▶ _Document section_:

================

Two men, Leonard Lake and Charles Ng, took Frederick's actions as a blueprint for their own twisted crimes. Lake abducted two teenagers in 1985 and kept his victims, Kathy Allen and Brenda O'Connor, trapped in a soundproof bunker, where he proceeded to rape, torture, and kill them. Lake was accompanied by his "associate" Ng, and the two men creepily referred to the abduction plot as "Operation Miranda." That same year, Lake committed suicide by ingesting a cyanide pill after being caught shoplifting. Ng was indicted on 12 counts of first-degree murder, which include the Allen and O'Connor killings. He's currently sitting on death row at San Quentin State Prison.
American Psycho
With a blatantly alarming title and an even more disturbing premise, American Psycho is one of the more "popular" movies upon which real-life evildoers have taken inspiration. Such was the case for Brian Douglas White, a 19-year-old man who chose murder over open communication following a messy breakup with his ex-girlfriend in 2012. The jilted lover, roused by Christian Bale's terrifying performance as American Psycho killer Patrick Bateman, used an axe—the same seen in the 2000 film—to murder his former girlfriend Desiree Staperfene's mother and new boyfriend. Angela Kim Staperfene, aged 46, and Jacob Lee Burns, just 19, were asleep at the time White killed them. Shortly before he killed, White posted on Facebook, "I like to dissect girls. Did I mention I'm insane?"—a line that echoes the "Did you know I'm utterly insane?" quote from American Psycho.

================

▶ _Supplied information_:
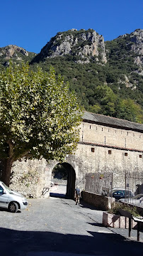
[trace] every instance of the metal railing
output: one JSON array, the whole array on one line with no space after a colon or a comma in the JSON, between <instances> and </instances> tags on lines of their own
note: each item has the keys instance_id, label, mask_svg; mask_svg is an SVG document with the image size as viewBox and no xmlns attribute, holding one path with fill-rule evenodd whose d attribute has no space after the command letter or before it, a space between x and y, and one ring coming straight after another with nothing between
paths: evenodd
<instances>
[{"instance_id":1,"label":"metal railing","mask_svg":"<svg viewBox=\"0 0 143 256\"><path fill-rule=\"evenodd\" d=\"M143 207L143 171L125 173L125 202ZM128 191L133 193L132 196L127 196Z\"/></svg>"}]
</instances>

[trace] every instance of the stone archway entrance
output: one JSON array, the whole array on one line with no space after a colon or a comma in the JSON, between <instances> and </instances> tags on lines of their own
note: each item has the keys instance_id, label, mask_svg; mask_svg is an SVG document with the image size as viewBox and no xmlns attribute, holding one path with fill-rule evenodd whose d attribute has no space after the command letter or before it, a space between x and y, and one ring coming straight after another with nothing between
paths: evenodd
<instances>
[{"instance_id":1,"label":"stone archway entrance","mask_svg":"<svg viewBox=\"0 0 143 256\"><path fill-rule=\"evenodd\" d=\"M56 166L58 166L58 164L57 164ZM63 169L64 169L67 172L67 191L66 191L65 197L67 198L74 199L74 191L75 191L75 182L76 182L75 171L74 171L74 168L72 166L72 165L68 163L60 164L60 166L62 166L62 167L63 167ZM54 169L55 169L55 166ZM60 168L59 177L62 176L62 175L61 174L62 170L62 168ZM64 170L63 171L63 172L64 172ZM54 171L52 171L52 175L53 175L53 172L54 172ZM64 175L65 175L65 172L64 172ZM60 182L60 181L59 181L59 182Z\"/></svg>"}]
</instances>

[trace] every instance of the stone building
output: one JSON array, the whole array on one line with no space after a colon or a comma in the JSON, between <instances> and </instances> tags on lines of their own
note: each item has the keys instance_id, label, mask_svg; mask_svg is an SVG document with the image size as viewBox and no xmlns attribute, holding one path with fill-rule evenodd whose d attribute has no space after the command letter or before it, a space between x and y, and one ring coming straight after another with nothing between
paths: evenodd
<instances>
[{"instance_id":1,"label":"stone building","mask_svg":"<svg viewBox=\"0 0 143 256\"><path fill-rule=\"evenodd\" d=\"M45 159L14 163L11 187L27 196L48 197L52 173L58 164ZM143 124L85 112L74 154L62 163L68 174L67 196L86 174L112 172L113 187L122 187L125 172L143 168Z\"/></svg>"}]
</instances>

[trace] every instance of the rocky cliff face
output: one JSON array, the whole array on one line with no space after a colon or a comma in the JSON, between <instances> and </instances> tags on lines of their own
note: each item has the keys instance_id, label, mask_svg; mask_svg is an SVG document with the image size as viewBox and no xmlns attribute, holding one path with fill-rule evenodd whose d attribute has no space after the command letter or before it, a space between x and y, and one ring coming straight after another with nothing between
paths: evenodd
<instances>
[{"instance_id":1,"label":"rocky cliff face","mask_svg":"<svg viewBox=\"0 0 143 256\"><path fill-rule=\"evenodd\" d=\"M106 63L104 38L93 29L79 31L76 29L58 33L41 50L35 61L46 58L72 55L77 63L87 63L93 57L96 61Z\"/></svg>"},{"instance_id":2,"label":"rocky cliff face","mask_svg":"<svg viewBox=\"0 0 143 256\"><path fill-rule=\"evenodd\" d=\"M130 34L125 34L119 36L118 39L123 38L126 42L126 47L130 45L128 54L132 54L134 58L134 62L140 68L143 65L143 29L136 29Z\"/></svg>"}]
</instances>

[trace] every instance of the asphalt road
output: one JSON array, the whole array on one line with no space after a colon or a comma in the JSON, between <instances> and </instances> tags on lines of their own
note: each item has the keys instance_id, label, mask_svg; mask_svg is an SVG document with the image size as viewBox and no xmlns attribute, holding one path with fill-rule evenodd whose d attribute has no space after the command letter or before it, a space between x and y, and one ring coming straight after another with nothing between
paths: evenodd
<instances>
[{"instance_id":1,"label":"asphalt road","mask_svg":"<svg viewBox=\"0 0 143 256\"><path fill-rule=\"evenodd\" d=\"M128 230L103 227L102 211L75 205L59 188L21 213L0 210L1 256L143 255L142 233L137 242L137 230L128 239Z\"/></svg>"}]
</instances>

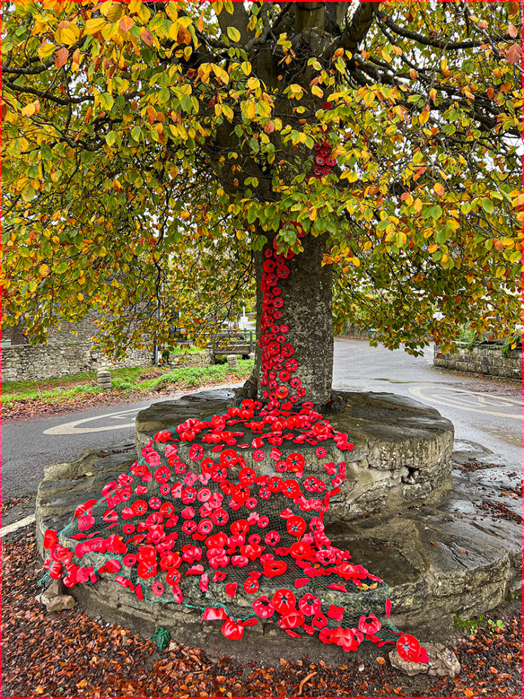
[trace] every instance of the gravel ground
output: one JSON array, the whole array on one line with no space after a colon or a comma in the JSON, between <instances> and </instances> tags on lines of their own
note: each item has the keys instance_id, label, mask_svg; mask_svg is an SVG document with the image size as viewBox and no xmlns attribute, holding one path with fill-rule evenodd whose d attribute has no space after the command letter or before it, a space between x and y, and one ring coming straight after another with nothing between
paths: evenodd
<instances>
[{"instance_id":1,"label":"gravel ground","mask_svg":"<svg viewBox=\"0 0 524 699\"><path fill-rule=\"evenodd\" d=\"M372 644L337 666L305 656L260 668L175 643L161 653L152 640L79 609L48 614L34 598L42 572L34 525L4 538L2 564L3 697L523 695L520 600L490 613L503 630L420 630L426 641L454 648L461 664L456 677L400 674L389 663L387 647Z\"/></svg>"}]
</instances>

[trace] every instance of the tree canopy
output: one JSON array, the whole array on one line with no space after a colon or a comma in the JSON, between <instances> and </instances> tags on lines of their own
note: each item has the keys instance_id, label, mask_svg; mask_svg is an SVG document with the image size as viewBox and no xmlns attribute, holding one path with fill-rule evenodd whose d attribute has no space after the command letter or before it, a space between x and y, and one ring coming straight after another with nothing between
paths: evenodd
<instances>
[{"instance_id":1,"label":"tree canopy","mask_svg":"<svg viewBox=\"0 0 524 699\"><path fill-rule=\"evenodd\" d=\"M3 4L4 322L96 308L123 347L145 298L131 339L161 342L174 296L196 332L298 222L339 325L514 330L518 3Z\"/></svg>"}]
</instances>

================

▶ _To be done_:
1. Reproduce the true-crime passage word for word, between "Two men, Leonard" and "Quentin State Prison.", inclusive.
2. According to the true-crime passage, what led Brian Douglas White to use an axe in the killings?
The records above stand apart from the true-crime passage.

▶ _Set of answers_:
1.
Two men, Leonard Lake and Charles Ng, took Frederick's actions as a blueprint for their own twisted crimes. Lake abducted two teenagers in 1985 and kept his victims, Kathy Allen and Brenda O'Connor, trapped in a soundproof bunker, where he proceeded to rape, torture, and kill them. Lake was accompanied by his "associate" Ng, and the two men creepily referred to the abduction plot as "Operation Miranda." That same year, Lake committed suicide by ingesting a cyanide pill after being caught shoplifting. Ng was indicted on 12 counts of first-degree murder, which include the Allen and O'Connor killings. He's currently sitting on death row at San Quentin State Prison.

2. White was roused by Christian Bale's performance as the killer Patrick Bateman in American Psycho. He chose an axe because it was the same weapon seen in that 2000 film.